**ARTICLE**
▶
Module 6.2: KEDA

Toolkit Track | Complexity: [MEDIUM] | Time: 40-45 minutes

Overview

Kubernetes HPA scales on CPU and memory. But what if your app’s bottleneck is queue depth? Or database connections? Or time of day? KEDA (Kubernetes Event-Driven Autoscaling) extends Kubernetes autoscaling to virtually any metric—from AWS SQS to Prometheus to cron schedules.

What You’ll Learn:

KEDA architecture and scalers
Scaling to and from zero
Custom metrics and external triggers
Combining KEDA with HPA

Prerequisites:

Kubernetes HPA basics
SRE Discipline — Scaling concepts
Understanding of message queues (nice to have)

What You’ll Be Able to Do

After completing this module, you will be able to:

Deploy KEDA and configure ScaledObjects for event-driven autoscaling beyond CPU and memory metrics
Implement KEDA scalers for message queues, databases, Prometheus metrics, and custom event sources
Configure KEDA’s scale-to-zero capability for cost optimization of intermittent workloads
Integrate KEDA with HPA for composite scaling strategies combining event-driven and resource-based triggers

Why This Module Matters

CPU-based scaling makes sense for compute-bound workloads. But most real applications are I/O-bound—waiting on databases, queues, APIs. KEDA lets you scale on what actually matters: pending messages, request latency, business metrics. Scale to zero when idle, scale up instantly when work arrives.

💡 Did You Know? KEDA was created by Microsoft and Red Hat, and is now a CNCF graduated project. It supports 60+ built-in scalers for everything from AWS services to Apache Kafka to cron schedules. If you can query it, you can scale on it.

HPA vs KEDA

HPA (BUILT-IN KUBERNETES)
════════════════════════════════════════════════════════════════════

What it scales on:
• CPU utilization
• Memory utilization
• Custom metrics (with extra setup)

Limitations:
• Can't scale to zero (minimum 1 replica)
• Limited metric sources
• No event-driven triggers
• Complex custom metrics setup

═══════════════════════════════════════════════════════════════════

KEDA (EXTENDS HPA)
════════════════════════════════════════════════════════════════════

What it scales on:
• All HPA metrics PLUS:
• Message queues (SQS, Kafka, RabbitMQ, Azure Service Bus)
• Databases (PostgreSQL, MySQL, Redis)
• Prometheus queries
• HTTP endpoints
• Cron schedules
• Cloud metrics (CloudWatch, Azure Monitor)
◀
**RECORDED INFORMATION**
▶
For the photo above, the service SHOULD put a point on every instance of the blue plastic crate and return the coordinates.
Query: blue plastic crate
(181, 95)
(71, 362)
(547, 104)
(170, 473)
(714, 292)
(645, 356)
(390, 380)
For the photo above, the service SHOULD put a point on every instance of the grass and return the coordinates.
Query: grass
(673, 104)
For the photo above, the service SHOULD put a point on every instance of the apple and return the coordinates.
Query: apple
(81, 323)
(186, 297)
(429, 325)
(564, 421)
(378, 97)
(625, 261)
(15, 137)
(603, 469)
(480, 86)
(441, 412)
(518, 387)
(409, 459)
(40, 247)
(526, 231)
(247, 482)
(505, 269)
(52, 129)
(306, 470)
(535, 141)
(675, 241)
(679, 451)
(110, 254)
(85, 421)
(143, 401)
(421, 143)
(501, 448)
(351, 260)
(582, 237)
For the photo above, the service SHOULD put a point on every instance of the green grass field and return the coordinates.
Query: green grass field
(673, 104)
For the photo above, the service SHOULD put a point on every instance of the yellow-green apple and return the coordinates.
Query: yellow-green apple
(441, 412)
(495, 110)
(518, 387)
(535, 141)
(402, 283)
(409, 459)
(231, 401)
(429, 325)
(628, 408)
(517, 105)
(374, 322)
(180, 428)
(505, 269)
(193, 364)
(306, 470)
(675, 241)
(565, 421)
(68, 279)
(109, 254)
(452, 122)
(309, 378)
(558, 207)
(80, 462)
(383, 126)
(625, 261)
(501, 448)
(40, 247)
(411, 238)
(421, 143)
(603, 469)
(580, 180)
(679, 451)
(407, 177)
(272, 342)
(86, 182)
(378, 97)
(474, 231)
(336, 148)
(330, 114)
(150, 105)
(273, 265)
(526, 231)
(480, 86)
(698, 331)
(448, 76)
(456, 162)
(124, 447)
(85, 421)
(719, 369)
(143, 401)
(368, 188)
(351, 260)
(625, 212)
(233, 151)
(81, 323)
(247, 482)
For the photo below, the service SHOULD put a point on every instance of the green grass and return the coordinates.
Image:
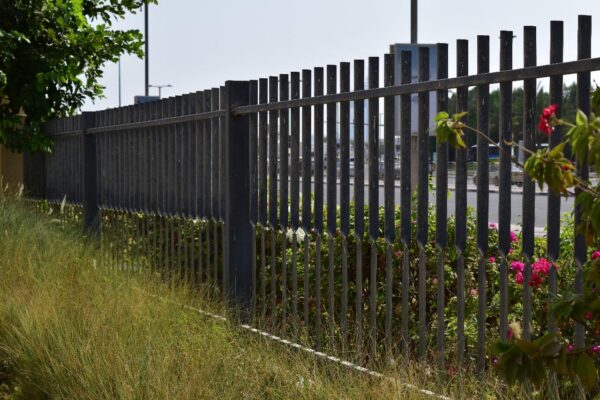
◀
**EXERCISE INSTRUCTIONS**
1. In two sentences, summarize the KEDA module.
2. Repeat word for word the passage of the KEDA module starting with "CPU-based scaling makes" and going on through "(with extra setup)".

**IN RESPONSE**
1. Kubernetes HPA scales on CPU and memory, but it can't scale to zero and has limited metric sources. KEDA extends Kubernetes autoscaling to virtually any metric, from message queues and databases to Prometheus queries and cron schedules, and it can scale to zero when idle and scale up instantly when work arrives.

2.
CPU-based scaling makes sense for compute-bound workloads. But most real applications are I/O-bound—waiting on databases, queues, APIs. KEDA lets you scale on what actually matters: pending messages, request latency, business metrics. Scale to zero when idle, scale up instantly when work arrives.

💡 Did You Know? KEDA was created by Microsoft and Red Hat, and is now a CNCF graduated project. It supports 60+ built-in scalers for everything from AWS services to Apache Kafka to cron schedules. If you can query it, you can scale on it.

HPA vs KEDA

HPA (BUILT-IN KUBERNETES)
════════════════════════════════════════════════════════════════════

What it scales on:
• CPU utilization
• Memory utilization
• Custom metrics (with extra setup)